START Data to use

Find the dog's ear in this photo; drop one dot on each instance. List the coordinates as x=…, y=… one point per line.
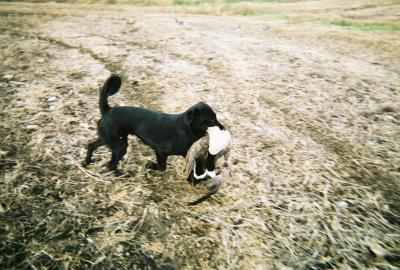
x=190, y=115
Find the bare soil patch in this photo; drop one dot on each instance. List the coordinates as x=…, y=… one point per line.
x=314, y=111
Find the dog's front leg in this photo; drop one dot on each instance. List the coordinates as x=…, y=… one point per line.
x=161, y=164
x=91, y=147
x=118, y=151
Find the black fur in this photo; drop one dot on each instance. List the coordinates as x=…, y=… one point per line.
x=167, y=134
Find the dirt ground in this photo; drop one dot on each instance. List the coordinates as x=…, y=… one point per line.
x=314, y=111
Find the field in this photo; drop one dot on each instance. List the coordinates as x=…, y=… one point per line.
x=310, y=91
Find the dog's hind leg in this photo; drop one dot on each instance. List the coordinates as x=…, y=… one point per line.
x=91, y=147
x=118, y=149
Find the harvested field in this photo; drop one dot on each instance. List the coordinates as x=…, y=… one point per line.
x=310, y=93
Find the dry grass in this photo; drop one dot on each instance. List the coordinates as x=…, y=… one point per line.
x=314, y=112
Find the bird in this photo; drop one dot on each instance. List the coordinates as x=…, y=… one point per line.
x=200, y=149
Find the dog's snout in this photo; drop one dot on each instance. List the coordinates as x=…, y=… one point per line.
x=218, y=124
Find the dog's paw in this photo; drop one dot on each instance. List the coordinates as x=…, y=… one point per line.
x=153, y=166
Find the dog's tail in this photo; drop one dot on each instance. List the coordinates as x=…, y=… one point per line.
x=110, y=87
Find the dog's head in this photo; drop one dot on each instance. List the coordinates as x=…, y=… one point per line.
x=200, y=116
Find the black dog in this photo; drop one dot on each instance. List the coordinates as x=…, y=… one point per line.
x=167, y=134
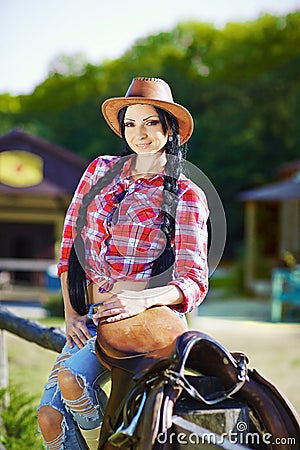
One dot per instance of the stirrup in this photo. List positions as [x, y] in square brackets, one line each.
[91, 437]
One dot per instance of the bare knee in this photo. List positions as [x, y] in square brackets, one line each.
[49, 420]
[70, 385]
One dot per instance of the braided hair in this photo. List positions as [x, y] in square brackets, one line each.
[77, 283]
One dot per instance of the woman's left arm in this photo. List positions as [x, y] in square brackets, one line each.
[190, 281]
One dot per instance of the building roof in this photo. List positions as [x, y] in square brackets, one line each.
[62, 169]
[281, 190]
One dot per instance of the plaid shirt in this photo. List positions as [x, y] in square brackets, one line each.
[123, 237]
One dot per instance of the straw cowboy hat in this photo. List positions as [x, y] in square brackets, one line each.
[150, 91]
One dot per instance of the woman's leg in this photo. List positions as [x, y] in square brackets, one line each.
[80, 379]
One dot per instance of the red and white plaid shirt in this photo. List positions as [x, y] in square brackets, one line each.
[123, 237]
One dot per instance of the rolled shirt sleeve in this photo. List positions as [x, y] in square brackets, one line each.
[191, 268]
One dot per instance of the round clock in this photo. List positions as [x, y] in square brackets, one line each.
[19, 168]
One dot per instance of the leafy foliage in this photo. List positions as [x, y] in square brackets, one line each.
[19, 422]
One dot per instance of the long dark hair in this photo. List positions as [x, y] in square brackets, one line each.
[162, 266]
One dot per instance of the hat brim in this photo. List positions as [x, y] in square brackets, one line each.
[111, 107]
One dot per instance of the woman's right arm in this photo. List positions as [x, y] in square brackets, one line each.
[76, 329]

END Data to use

Every line in the records is to be retyped exactly as it stands; the pictures stay out.

Find the dog's ear in this photo; drop one dot on each instance. List the coordinates as x=…, y=… one point per line.
x=190, y=115
Find the bare soil patch in this photo; drop one dot on each instance. List the coordinates as x=…, y=… one point per line.
x=314, y=111
Find the dog's front leg in this photo; drop one dot on each instance. List the coordinates as x=…, y=… one point per line.
x=161, y=164
x=91, y=147
x=118, y=151
Find the black fur in this photo; drop one dot on each instance. List the coordinates as x=…, y=… one point per line.
x=167, y=134
Find the dirt ground in this photo; drop one dot on each instance. List the coordinates as x=…, y=… one point per line.
x=314, y=111
Find the field in this photo; drop one dot on each instance. List the coordinates as x=…, y=… one point per line.
x=310, y=91
Find the dog's hind leg in this photo; drop one dot on each instance. List the coordinates as x=…, y=… one point per line.
x=91, y=147
x=118, y=149
Find the harvested field in this photo; drop one dot on each instance. List the coordinates as x=…, y=… one point per line.
x=310, y=93
Find the dry grass in this photo; drop one dot on each instance. List the coordinates as x=…, y=… one point per line.
x=314, y=112
Find the bird in this photo; drop one dot on each instance. List the coordinates as x=…, y=… one point per line.
x=200, y=149
Find the dog's snout in this photo; drop one dot on each instance. List the coordinates as x=…, y=… one point per line.
x=218, y=124
Find the dog's paw in this photo; drop one dot on each instance. List the coordinates as x=…, y=… one point per line.
x=153, y=166
Find the dog's tail in this photo; drop one dot on each instance. List the coordinates as x=…, y=… one point per line.
x=110, y=87
Find the dog's head in this photo; drop one dot on each instance. List the coordinates as x=…, y=… one point per line.
x=200, y=116
Find the black dog in this photo; drop one dot on each instance. List the coordinates as x=…, y=… one point per line.
x=167, y=134
One dot per instance of the stirrup in this photo. List positions as [x, y] in square brackets, one line each.
[91, 437]
One dot per instance of the bare knee in this photo. List positions as [x, y] in square brackets, one line each.
[49, 420]
[70, 385]
One dot per instance of the braided hair in this photo. List positions as [x, y] in square brackets, one line each.
[77, 283]
One dot per instance of the woman's left arm in this photo. List positions as [x, y] in square brackets, one line each.
[190, 281]
One dot per instance of the building roof in this photo. List positions as [x, y] in square brackets, one line each.
[62, 169]
[281, 190]
One dot per instance of the plaid shirt in this photo. List positions as [x, y] in square brackets, one line each.
[123, 237]
One dot per instance of the straw cowboy hat in this photo. List positions as [x, y] in square brackets, one line each.
[150, 91]
One dot per instance of the woman's leg in this photo. List positions as [x, y] in square brackets, one line each.
[80, 379]
One dot per instance of the red and white plaid shirt in this photo. List positions as [x, y] in square brackets, one line each.
[123, 237]
One dot per instance of the rolled shirt sleeve in this photo. List positions as [x, y] in square brackets, one line each.
[191, 268]
One dot per instance of the round clock in this photo. List positions as [x, y] in square brackets, one line each.
[19, 168]
One dot per instance of the leafy foliage in this photo. List positions as [x, y] in square brackets, one line each.
[19, 422]
One dot per instance of the long dark hair in this photo. List positions as [x, y] in square brackets, one line each.
[162, 266]
One dot per instance of the hat brim in this photo. List positions as [x, y] in square brackets, one line each.
[111, 107]
One dot per instance of the woman's right arm in this photo. List positions as [x, y] in square brackets, one line each.
[76, 329]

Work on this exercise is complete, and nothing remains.